▶ TASK DESCRIPTION:
Where a line of the data below has the string "light", copy that line.
*** MATERIAL FOR THIS EXERCISE Section Begins ***
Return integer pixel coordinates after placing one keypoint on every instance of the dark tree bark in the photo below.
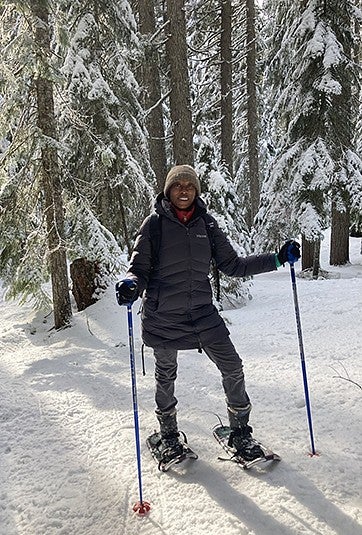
(252, 113)
(83, 273)
(226, 87)
(49, 168)
(152, 92)
(339, 251)
(180, 103)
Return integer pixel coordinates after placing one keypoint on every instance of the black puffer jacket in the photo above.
(177, 306)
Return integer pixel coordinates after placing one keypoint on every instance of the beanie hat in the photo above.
(178, 172)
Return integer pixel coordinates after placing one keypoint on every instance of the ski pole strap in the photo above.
(143, 359)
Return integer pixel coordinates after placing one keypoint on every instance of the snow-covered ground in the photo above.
(67, 453)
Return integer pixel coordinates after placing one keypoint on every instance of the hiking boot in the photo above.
(244, 444)
(171, 447)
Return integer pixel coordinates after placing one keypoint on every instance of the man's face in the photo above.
(182, 194)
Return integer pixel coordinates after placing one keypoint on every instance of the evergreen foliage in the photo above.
(312, 118)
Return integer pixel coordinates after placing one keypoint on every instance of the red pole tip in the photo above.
(141, 508)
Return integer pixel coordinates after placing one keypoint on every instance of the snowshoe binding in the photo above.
(242, 448)
(170, 450)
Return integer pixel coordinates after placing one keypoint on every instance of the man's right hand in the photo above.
(126, 291)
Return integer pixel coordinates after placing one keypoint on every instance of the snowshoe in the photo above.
(168, 451)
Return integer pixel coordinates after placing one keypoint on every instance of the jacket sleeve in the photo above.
(228, 261)
(141, 259)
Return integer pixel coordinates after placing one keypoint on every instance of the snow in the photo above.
(67, 453)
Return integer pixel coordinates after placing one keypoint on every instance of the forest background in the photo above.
(98, 100)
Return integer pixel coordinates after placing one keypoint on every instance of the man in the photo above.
(178, 312)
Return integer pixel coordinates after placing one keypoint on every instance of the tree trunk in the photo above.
(49, 168)
(226, 87)
(311, 256)
(152, 92)
(180, 103)
(83, 273)
(252, 113)
(339, 252)
(307, 253)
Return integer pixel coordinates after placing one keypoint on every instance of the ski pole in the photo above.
(141, 507)
(302, 358)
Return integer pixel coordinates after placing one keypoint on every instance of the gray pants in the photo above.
(222, 353)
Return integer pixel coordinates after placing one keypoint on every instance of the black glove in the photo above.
(289, 252)
(126, 291)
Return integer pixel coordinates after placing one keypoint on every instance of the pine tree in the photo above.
(32, 243)
(312, 115)
(104, 137)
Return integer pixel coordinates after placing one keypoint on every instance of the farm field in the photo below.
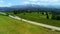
(34, 16)
(12, 26)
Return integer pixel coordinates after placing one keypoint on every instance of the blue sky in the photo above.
(8, 3)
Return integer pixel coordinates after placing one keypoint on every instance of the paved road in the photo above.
(36, 23)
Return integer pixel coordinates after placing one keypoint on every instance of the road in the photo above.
(36, 23)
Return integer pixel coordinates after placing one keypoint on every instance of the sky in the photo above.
(8, 3)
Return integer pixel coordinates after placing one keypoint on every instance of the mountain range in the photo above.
(27, 7)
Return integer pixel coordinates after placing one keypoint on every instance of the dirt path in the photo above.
(36, 23)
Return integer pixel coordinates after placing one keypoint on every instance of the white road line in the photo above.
(36, 23)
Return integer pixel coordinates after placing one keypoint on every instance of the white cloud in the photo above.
(1, 1)
(9, 4)
(26, 2)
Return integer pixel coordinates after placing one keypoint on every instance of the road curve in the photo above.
(36, 23)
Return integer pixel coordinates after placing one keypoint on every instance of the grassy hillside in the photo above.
(38, 17)
(12, 26)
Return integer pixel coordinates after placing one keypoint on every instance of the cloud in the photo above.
(1, 1)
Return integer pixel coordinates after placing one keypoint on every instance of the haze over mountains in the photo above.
(28, 6)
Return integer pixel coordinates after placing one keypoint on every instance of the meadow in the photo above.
(13, 26)
(38, 17)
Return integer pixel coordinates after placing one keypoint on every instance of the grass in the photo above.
(34, 16)
(12, 26)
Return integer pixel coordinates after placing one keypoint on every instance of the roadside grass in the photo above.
(34, 16)
(13, 26)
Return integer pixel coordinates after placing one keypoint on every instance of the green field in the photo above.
(12, 26)
(34, 16)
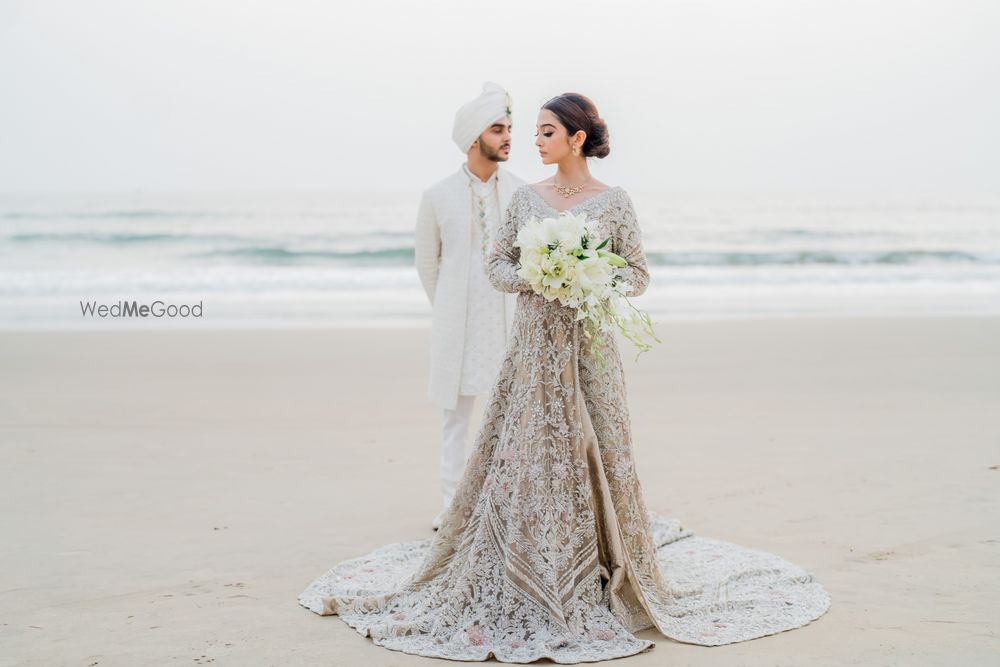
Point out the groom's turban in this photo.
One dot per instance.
(478, 114)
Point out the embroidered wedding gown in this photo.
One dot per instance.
(547, 550)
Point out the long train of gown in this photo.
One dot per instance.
(547, 550)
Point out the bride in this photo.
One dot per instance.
(547, 550)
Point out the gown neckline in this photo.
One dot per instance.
(577, 205)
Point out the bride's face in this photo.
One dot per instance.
(551, 138)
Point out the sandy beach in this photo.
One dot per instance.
(167, 495)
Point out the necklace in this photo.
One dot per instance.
(479, 203)
(569, 190)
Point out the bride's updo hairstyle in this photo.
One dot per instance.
(577, 112)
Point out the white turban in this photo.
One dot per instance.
(478, 114)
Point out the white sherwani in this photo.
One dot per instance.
(448, 247)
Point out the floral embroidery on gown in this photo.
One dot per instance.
(547, 550)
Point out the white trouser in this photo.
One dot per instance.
(453, 449)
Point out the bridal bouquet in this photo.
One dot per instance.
(562, 259)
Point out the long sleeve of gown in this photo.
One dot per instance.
(628, 245)
(504, 259)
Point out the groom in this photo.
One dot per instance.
(457, 221)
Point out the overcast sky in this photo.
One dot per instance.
(893, 96)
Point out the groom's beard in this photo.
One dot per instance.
(493, 154)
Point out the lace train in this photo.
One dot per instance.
(725, 593)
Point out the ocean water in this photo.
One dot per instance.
(301, 260)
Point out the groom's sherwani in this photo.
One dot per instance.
(448, 241)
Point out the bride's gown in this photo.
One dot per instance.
(547, 550)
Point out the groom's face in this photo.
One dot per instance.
(494, 142)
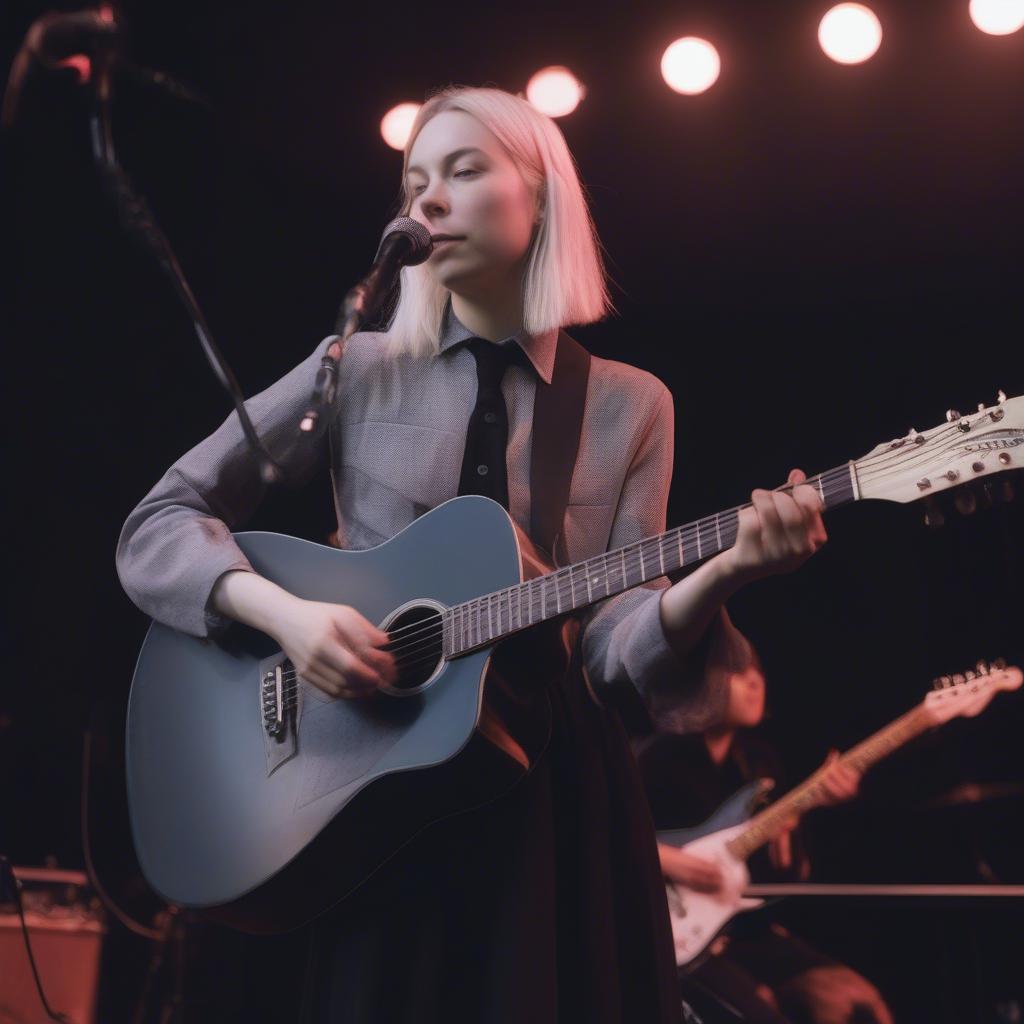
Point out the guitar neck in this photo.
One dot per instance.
(486, 620)
(770, 822)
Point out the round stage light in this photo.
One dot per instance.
(397, 123)
(555, 91)
(850, 33)
(997, 17)
(690, 66)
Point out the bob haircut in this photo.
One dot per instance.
(564, 279)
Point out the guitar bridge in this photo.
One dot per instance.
(273, 702)
(280, 693)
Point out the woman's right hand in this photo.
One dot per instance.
(334, 647)
(690, 869)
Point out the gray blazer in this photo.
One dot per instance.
(397, 437)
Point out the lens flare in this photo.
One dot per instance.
(850, 33)
(997, 17)
(690, 66)
(397, 123)
(555, 91)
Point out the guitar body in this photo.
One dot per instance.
(698, 918)
(229, 819)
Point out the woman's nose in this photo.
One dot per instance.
(434, 203)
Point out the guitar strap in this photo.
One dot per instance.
(558, 410)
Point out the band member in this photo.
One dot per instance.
(547, 904)
(760, 969)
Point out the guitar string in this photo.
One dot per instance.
(564, 578)
(407, 640)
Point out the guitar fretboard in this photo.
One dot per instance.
(772, 820)
(485, 620)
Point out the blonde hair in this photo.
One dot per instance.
(564, 280)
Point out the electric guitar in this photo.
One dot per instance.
(245, 781)
(728, 838)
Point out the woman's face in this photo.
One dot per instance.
(465, 185)
(747, 698)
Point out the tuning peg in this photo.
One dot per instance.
(966, 502)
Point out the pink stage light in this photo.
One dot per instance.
(850, 33)
(997, 17)
(397, 123)
(690, 66)
(555, 91)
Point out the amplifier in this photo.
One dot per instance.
(66, 927)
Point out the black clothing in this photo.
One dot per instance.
(483, 465)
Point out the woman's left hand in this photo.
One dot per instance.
(778, 532)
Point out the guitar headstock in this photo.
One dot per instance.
(968, 693)
(964, 449)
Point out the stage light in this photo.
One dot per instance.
(997, 17)
(850, 33)
(397, 123)
(555, 91)
(690, 66)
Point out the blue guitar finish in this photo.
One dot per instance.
(224, 817)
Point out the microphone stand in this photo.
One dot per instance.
(136, 217)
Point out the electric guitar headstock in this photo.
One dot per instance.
(964, 449)
(969, 693)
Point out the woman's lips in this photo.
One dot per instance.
(441, 243)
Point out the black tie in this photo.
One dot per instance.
(483, 467)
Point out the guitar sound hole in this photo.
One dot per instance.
(417, 645)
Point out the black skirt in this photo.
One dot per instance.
(546, 906)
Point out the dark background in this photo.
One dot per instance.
(813, 257)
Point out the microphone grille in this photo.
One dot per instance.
(420, 237)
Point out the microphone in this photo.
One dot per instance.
(404, 243)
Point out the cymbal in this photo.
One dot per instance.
(968, 794)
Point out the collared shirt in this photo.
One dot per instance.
(397, 439)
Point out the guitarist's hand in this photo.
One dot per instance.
(778, 532)
(839, 782)
(689, 869)
(334, 647)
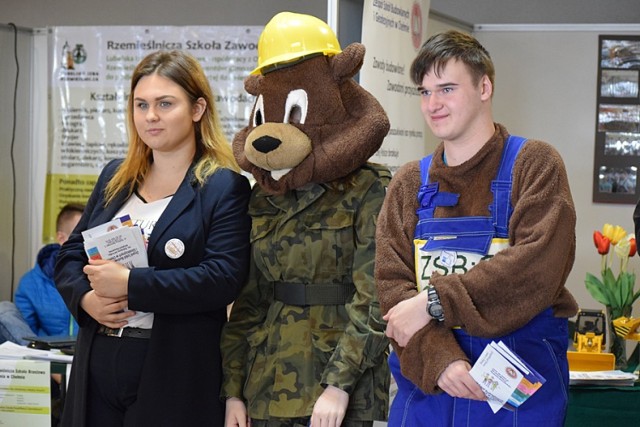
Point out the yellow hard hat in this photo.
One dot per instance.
(290, 36)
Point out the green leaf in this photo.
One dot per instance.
(598, 290)
(626, 288)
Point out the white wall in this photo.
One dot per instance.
(546, 89)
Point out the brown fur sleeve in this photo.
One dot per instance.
(434, 347)
(501, 295)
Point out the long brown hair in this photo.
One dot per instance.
(212, 148)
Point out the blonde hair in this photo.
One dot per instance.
(212, 148)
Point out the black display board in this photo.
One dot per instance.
(617, 145)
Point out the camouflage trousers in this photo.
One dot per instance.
(303, 422)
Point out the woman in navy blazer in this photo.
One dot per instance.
(180, 183)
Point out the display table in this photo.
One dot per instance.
(600, 406)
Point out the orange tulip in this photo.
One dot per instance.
(614, 233)
(602, 243)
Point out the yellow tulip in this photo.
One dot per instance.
(613, 233)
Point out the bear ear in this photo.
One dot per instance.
(252, 83)
(347, 63)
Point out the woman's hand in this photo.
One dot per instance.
(108, 278)
(111, 312)
(330, 408)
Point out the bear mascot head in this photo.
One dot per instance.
(311, 121)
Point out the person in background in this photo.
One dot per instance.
(148, 350)
(474, 244)
(38, 309)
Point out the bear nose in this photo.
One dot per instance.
(266, 144)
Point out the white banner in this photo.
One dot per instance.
(393, 31)
(25, 393)
(90, 78)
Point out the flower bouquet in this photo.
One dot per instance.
(615, 292)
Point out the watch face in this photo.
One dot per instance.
(435, 310)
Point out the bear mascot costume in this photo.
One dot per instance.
(305, 340)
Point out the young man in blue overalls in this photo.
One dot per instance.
(474, 244)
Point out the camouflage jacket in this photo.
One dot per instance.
(278, 357)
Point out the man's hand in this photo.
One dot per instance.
(457, 382)
(406, 318)
(236, 414)
(330, 408)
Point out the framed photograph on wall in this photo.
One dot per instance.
(617, 139)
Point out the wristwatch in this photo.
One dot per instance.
(434, 307)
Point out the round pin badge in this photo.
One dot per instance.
(174, 248)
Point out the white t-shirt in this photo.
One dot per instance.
(145, 215)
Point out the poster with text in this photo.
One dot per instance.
(25, 393)
(91, 69)
(393, 31)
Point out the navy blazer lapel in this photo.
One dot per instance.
(110, 211)
(179, 202)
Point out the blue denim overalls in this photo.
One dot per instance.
(453, 246)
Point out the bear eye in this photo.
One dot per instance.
(295, 110)
(258, 112)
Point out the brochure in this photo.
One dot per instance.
(117, 240)
(506, 379)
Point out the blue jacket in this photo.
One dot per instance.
(180, 383)
(40, 302)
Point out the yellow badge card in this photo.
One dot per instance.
(447, 262)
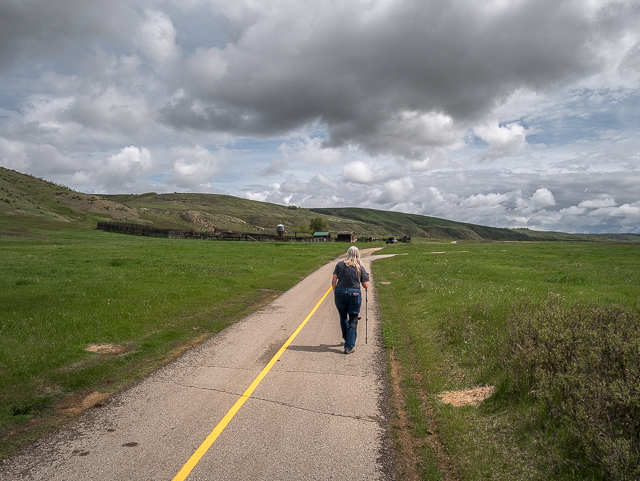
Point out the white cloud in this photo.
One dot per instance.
(194, 167)
(375, 103)
(509, 139)
(125, 167)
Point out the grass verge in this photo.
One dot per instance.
(454, 315)
(85, 314)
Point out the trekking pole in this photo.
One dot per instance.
(366, 315)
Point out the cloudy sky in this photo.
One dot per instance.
(508, 113)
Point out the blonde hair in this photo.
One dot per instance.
(353, 259)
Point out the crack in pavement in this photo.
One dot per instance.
(371, 419)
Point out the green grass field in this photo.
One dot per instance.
(533, 319)
(66, 290)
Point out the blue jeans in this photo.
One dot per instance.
(348, 301)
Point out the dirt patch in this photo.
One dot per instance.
(408, 455)
(77, 403)
(107, 349)
(469, 397)
(410, 448)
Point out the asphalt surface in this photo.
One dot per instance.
(317, 414)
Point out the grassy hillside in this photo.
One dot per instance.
(28, 204)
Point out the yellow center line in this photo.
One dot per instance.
(208, 442)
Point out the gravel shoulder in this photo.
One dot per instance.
(318, 414)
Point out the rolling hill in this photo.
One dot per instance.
(29, 205)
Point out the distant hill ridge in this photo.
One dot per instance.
(28, 204)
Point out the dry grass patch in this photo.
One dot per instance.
(115, 349)
(468, 397)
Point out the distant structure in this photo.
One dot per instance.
(346, 236)
(321, 236)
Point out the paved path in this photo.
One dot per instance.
(317, 414)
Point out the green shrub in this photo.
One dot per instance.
(582, 362)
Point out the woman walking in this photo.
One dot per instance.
(348, 275)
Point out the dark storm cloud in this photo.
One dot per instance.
(363, 75)
(38, 29)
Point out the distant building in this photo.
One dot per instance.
(346, 236)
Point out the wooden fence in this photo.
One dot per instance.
(150, 231)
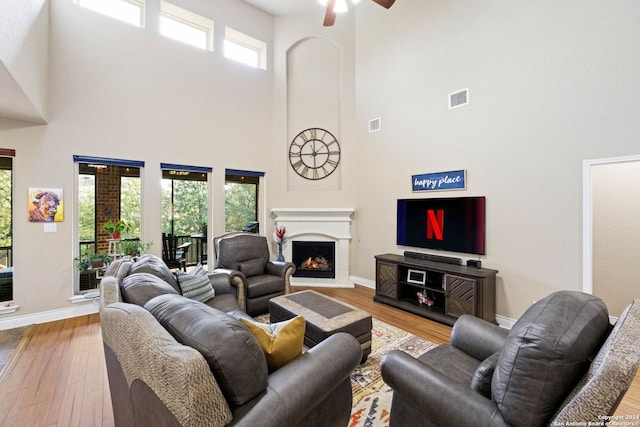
*** MATERIAL FOR THIS EXERCISE Section Ends ***
▶ WRITTEN SOLUTION:
Point out the round stage light in this photo.
Point out the pink stage light in this photo.
Point out the stage light in this photo.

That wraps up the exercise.